◆ Stated goal
Copy the material below word for word, from its first line through the line that contains "x=143, y=231". Leave the pictures out of your copy.

* * * * *

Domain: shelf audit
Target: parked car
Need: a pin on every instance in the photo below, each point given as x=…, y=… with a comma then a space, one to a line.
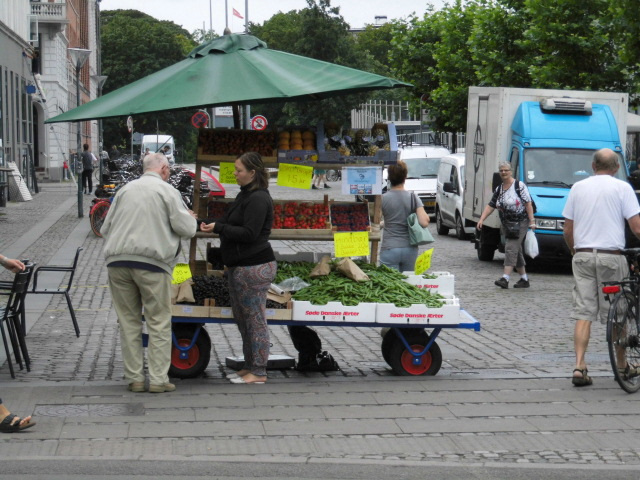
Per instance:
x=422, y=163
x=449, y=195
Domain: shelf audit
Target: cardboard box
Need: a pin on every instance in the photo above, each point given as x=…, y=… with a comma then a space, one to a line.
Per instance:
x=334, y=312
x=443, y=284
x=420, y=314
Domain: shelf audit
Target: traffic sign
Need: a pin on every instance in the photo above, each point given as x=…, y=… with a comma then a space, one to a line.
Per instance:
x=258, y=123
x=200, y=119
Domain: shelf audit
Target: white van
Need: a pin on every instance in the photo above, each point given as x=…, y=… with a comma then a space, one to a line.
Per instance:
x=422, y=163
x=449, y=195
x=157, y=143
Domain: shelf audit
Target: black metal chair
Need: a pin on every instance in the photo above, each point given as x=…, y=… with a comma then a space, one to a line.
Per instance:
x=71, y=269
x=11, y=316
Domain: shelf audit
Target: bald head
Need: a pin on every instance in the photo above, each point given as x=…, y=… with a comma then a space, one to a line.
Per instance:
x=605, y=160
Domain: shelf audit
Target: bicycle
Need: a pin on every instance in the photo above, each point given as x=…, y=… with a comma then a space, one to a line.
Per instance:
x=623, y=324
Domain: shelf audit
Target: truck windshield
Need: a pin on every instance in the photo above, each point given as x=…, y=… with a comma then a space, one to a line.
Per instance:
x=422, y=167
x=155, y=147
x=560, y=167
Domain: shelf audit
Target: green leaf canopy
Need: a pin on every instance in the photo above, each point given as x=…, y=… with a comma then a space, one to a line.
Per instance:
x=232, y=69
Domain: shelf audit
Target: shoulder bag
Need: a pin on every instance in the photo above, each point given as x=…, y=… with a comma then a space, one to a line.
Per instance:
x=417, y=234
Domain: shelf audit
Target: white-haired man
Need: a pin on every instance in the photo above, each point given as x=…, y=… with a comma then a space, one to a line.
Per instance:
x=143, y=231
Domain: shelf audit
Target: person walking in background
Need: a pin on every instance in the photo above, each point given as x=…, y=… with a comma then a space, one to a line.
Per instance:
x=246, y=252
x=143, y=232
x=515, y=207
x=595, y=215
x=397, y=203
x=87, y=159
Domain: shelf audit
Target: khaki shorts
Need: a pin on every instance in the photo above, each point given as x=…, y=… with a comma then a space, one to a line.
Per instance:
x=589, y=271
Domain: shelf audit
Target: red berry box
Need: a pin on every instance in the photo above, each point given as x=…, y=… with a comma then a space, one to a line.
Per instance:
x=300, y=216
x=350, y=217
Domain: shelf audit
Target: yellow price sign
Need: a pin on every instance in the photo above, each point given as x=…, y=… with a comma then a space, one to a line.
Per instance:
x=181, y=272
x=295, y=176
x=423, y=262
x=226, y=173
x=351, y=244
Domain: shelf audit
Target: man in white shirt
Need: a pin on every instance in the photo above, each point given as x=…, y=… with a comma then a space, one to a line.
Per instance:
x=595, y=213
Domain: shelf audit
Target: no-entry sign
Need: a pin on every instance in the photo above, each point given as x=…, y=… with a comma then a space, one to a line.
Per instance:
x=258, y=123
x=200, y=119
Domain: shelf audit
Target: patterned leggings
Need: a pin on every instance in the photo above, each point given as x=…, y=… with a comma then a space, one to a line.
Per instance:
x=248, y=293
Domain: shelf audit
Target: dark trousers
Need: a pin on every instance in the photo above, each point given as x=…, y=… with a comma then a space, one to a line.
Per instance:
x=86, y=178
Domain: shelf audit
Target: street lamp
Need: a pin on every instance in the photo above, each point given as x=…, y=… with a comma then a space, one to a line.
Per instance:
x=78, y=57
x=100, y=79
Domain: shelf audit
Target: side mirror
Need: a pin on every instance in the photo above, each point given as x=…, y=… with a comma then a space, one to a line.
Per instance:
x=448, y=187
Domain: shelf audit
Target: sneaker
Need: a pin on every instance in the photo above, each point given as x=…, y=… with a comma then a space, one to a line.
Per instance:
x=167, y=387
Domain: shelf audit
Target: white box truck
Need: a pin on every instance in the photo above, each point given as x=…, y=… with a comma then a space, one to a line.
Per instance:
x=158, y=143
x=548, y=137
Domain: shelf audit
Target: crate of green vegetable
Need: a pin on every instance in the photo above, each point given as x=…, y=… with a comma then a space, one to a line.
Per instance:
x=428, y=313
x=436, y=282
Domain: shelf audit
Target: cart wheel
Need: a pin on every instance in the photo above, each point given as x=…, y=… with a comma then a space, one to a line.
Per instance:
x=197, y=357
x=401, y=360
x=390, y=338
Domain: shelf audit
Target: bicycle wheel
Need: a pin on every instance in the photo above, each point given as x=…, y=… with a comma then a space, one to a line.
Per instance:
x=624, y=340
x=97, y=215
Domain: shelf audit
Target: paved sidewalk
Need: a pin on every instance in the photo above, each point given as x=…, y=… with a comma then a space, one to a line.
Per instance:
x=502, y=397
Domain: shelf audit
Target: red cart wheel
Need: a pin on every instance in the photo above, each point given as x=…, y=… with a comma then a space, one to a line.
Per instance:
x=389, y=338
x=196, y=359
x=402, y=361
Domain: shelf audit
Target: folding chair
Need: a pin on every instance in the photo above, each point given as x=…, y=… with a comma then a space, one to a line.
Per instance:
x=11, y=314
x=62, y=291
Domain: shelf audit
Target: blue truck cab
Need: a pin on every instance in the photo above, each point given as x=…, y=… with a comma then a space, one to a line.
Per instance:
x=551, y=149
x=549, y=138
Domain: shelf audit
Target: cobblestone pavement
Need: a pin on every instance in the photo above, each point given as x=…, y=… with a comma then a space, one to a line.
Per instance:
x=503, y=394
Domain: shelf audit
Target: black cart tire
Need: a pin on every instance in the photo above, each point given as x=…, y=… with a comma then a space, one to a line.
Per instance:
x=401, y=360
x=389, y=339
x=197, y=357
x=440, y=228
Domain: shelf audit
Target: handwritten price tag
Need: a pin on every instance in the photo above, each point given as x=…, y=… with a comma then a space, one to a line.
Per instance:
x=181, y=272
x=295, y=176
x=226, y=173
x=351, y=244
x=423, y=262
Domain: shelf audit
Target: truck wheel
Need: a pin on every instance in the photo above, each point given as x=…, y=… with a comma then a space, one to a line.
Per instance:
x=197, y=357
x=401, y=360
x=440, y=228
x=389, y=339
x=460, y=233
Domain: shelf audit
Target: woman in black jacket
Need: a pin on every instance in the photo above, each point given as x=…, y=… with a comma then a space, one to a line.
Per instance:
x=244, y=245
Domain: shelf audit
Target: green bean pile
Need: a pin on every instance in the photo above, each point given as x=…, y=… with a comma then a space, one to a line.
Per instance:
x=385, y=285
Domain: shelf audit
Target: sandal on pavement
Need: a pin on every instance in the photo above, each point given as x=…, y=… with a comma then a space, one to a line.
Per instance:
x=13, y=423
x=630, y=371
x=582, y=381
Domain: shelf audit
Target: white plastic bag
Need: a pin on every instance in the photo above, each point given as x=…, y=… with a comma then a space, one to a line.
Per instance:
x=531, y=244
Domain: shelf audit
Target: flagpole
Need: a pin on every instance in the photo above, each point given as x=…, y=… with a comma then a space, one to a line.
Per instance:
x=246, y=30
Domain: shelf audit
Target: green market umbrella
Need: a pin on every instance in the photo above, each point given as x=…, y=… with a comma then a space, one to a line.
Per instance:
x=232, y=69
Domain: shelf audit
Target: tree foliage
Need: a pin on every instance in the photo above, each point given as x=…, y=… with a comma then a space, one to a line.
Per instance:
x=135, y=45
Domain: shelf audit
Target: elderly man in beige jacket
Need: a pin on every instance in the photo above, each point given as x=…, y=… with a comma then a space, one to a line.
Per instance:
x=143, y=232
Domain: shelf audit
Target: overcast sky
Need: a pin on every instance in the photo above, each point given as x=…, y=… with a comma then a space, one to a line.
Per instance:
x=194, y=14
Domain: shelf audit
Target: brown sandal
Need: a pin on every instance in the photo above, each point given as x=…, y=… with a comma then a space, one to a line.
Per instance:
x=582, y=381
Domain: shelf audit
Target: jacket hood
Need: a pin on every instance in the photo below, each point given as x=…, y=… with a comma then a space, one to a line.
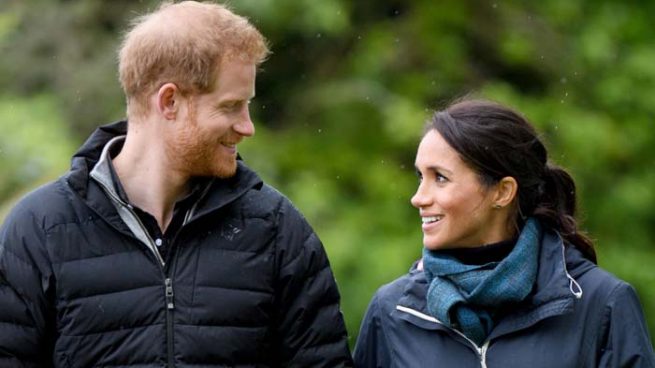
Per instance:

* * * * *

◆ The response
Domain: shelf audit
Target: parked car
Need: a pin on every instance in the photo below, each point given as x=…, y=… with a comma then a space, one to a line.
Per instance:
x=422, y=163
x=449, y=195
Domain: shelf audit
Target: cardboard box
Need: a pin on every instance in the photo above, each point given as x=…, y=… with a comma then a space, one to a line.
Per instance:
x=334, y=312
x=443, y=284
x=420, y=314
Domain: shelf audit
Target: traffic sign
Need: a pin on every instance in the photo above, each point given as x=…, y=… with a comma then a space, one to a line.
Per instance:
x=258, y=123
x=200, y=119
Domain: shelf audit
Target: white van
Need: a pin on every instance in the photo above, each point given as x=…, y=… with a comma then a space, one to a line.
Per instance:
x=422, y=163
x=449, y=195
x=157, y=143
Domain: shelf audit
Target: black metal chair
Need: a pin on every instance in the photo above, each point given as x=…, y=… with a comma then a space, one to a line.
Per instance:
x=71, y=269
x=11, y=316
Domain: shelf audit
Target: bald head
Need: a pin on every instance in the photo above, each point given as x=…, y=… with a comma then a space, one to a line.
Per instance:
x=605, y=160
Domain: shelf audit
Target: bicycle
Need: a pin on every instance in the photo above, each point given as x=…, y=… with a comma then a space, one to a line.
Per instance:
x=623, y=324
Domain: shelf audit
Target: truck windshield
Need: a pin on every instance in the photo above, each point given as x=…, y=… with a comma then a space, one to a line.
Per instance:
x=422, y=167
x=155, y=147
x=560, y=167
Domain: shelf audit
Target: green leaf canopy
Need: a pin on every instance in the photo above, each point given as x=…, y=… with a comma then a space, one to a line.
Per instance:
x=232, y=69
Domain: shelf audit
Target: shoulder bag
Need: a pin on every instance in the photo above, each point given as x=…, y=… with a comma then a space, one to a line.
Per instance:
x=417, y=234
Domain: shelf audit
Target: white-haired man
Need: a pin on every instance in the photo above, each point given as x=…, y=… with a comma then a space, one to a line.
Per instance:
x=143, y=231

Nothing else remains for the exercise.